Written request :: Pull out every line below that contains the word "brown". Case counts, so only lines with that exact capitalization belong.

-- start of Source data --

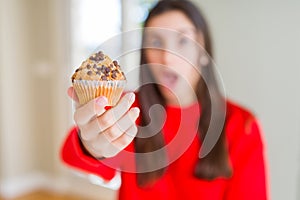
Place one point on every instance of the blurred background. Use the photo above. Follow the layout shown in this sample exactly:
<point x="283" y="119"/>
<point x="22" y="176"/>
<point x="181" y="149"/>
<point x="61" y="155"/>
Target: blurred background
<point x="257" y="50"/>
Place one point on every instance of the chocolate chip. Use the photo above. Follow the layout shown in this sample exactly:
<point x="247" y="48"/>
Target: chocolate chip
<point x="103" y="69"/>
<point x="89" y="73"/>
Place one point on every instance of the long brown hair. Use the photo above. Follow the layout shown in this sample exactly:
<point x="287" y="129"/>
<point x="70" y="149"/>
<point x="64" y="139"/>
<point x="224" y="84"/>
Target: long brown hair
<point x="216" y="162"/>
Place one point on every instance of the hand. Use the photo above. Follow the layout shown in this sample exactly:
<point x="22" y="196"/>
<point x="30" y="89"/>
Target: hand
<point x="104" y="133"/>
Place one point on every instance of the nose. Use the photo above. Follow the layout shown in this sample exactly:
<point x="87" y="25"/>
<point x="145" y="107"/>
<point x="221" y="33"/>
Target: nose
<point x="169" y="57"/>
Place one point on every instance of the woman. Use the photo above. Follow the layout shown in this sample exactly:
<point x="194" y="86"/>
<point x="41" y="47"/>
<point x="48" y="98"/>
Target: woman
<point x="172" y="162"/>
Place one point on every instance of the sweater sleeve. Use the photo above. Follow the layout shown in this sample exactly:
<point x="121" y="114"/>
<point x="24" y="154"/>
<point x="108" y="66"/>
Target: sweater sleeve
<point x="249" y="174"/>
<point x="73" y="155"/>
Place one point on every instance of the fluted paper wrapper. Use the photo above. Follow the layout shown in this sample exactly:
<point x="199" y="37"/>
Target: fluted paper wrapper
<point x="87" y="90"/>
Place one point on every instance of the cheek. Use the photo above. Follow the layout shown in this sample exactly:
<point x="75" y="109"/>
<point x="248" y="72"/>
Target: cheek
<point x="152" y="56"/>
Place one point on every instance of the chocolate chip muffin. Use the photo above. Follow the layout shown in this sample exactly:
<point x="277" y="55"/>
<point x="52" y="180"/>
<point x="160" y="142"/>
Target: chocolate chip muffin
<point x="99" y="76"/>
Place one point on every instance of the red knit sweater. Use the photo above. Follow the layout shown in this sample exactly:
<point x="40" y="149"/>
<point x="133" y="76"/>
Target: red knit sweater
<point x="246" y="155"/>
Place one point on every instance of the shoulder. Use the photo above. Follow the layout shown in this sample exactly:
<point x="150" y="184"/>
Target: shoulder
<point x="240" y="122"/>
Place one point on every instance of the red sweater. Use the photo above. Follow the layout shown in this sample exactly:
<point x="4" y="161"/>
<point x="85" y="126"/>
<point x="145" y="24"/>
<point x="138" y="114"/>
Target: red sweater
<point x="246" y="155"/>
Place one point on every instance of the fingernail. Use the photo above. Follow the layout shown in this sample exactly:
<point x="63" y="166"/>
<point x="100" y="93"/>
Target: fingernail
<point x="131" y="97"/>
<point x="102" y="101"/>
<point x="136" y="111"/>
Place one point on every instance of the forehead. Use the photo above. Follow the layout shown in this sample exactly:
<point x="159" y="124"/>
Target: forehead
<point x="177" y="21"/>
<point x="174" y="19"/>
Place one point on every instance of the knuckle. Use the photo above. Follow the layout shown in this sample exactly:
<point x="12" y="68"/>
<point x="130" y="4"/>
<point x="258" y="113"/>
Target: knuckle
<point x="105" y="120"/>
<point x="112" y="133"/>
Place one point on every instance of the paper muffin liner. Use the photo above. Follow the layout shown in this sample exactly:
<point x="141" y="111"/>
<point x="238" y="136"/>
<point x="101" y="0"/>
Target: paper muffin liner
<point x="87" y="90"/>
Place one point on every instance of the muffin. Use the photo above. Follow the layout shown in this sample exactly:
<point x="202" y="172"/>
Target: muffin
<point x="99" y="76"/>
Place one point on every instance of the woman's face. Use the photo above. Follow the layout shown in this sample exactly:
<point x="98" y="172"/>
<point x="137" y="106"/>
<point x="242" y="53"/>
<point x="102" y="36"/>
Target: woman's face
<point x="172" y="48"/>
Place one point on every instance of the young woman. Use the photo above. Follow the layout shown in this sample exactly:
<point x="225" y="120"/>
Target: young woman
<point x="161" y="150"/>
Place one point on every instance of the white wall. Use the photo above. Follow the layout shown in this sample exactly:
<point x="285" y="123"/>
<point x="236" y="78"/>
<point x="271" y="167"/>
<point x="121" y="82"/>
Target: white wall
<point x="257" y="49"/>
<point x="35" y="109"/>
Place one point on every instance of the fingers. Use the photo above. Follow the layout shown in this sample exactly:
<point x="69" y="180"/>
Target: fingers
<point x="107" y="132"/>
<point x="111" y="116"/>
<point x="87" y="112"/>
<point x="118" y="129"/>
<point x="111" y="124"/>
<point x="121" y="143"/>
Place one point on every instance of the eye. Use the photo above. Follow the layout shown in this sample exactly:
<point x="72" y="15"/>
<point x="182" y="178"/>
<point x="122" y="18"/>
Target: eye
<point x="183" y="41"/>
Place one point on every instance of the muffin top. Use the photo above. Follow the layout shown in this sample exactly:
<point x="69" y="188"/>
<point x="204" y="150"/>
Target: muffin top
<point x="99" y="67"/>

-- end of Source data --
-- start of Source data --

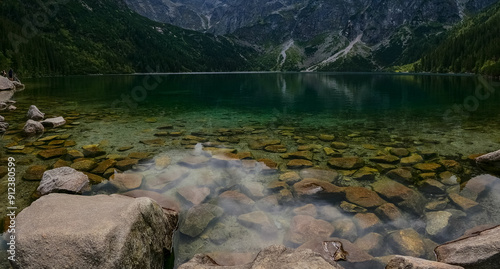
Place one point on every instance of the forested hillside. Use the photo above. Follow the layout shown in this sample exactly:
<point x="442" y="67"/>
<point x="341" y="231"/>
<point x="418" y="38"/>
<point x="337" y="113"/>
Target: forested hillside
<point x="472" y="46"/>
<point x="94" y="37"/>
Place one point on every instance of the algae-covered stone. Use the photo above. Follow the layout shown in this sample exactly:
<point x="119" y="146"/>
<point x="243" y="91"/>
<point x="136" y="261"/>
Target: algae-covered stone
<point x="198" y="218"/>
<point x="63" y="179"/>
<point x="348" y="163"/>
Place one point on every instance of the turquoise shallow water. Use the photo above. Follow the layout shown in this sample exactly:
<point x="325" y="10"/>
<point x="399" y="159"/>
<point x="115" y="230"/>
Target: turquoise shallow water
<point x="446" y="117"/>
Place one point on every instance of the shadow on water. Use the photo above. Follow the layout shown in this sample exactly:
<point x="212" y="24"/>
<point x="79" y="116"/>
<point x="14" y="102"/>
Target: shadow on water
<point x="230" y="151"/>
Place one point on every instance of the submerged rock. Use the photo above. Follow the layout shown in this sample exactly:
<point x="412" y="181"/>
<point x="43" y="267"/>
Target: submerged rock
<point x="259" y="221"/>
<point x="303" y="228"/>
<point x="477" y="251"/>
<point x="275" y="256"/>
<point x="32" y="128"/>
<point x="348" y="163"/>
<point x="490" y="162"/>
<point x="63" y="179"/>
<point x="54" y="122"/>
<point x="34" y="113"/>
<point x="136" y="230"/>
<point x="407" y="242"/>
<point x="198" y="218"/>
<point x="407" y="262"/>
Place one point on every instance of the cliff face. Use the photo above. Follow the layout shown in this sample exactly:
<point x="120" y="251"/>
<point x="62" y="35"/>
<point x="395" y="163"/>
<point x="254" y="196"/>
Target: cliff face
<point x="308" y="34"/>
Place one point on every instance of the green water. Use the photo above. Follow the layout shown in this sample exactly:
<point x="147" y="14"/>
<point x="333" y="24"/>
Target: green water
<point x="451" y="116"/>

-- end of Source data --

Output for this exercise ::
Place one point on every instance of the long brown hair. Use the photo above. Follow the layout shown in this sample exactly:
Target: long brown hair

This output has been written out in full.